[BEGIN]

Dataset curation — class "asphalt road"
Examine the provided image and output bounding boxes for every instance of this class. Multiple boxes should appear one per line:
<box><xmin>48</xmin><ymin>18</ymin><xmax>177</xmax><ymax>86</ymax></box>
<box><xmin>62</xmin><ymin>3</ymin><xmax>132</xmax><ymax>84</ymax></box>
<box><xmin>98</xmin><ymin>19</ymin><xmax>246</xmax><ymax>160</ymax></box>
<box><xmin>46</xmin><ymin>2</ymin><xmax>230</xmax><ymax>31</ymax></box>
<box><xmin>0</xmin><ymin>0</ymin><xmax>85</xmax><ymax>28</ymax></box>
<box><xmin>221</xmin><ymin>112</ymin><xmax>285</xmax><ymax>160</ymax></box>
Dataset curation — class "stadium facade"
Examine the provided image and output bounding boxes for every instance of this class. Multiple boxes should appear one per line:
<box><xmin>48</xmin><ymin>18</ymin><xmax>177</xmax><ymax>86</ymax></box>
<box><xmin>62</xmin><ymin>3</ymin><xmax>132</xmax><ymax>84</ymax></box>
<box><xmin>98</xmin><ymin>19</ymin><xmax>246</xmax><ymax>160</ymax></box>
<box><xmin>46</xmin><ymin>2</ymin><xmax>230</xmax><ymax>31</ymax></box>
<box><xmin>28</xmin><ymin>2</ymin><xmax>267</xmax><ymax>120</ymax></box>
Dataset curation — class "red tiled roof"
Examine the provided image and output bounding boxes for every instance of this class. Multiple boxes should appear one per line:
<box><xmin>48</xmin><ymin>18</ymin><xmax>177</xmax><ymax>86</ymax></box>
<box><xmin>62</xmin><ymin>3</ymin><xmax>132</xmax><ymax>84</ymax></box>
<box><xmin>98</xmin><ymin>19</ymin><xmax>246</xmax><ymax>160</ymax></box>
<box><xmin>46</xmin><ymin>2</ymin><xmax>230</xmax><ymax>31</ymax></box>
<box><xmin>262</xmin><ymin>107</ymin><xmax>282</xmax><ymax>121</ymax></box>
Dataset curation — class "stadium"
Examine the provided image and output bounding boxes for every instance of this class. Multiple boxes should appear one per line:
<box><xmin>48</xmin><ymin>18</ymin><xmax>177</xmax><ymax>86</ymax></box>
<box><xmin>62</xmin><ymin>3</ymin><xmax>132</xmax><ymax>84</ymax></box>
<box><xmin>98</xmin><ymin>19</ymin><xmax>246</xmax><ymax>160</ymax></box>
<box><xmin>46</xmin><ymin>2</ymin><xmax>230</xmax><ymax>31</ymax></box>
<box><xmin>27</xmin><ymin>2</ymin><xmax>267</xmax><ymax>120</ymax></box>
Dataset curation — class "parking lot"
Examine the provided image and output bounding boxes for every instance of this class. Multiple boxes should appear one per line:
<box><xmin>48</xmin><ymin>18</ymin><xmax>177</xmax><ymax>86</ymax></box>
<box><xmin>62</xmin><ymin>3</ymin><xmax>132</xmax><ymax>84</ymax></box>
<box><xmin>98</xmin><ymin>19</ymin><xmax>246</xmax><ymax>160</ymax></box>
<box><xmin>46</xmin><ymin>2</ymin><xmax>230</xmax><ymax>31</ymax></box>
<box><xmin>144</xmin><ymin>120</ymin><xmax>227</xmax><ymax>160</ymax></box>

[END]

Work to be completed: Copy out every line of the entries above that contains the string "stadium". Matching is case-sensitive.

Solution to this problem:
Dataset curation — class "stadium facade"
Dataset curation — class "stadium"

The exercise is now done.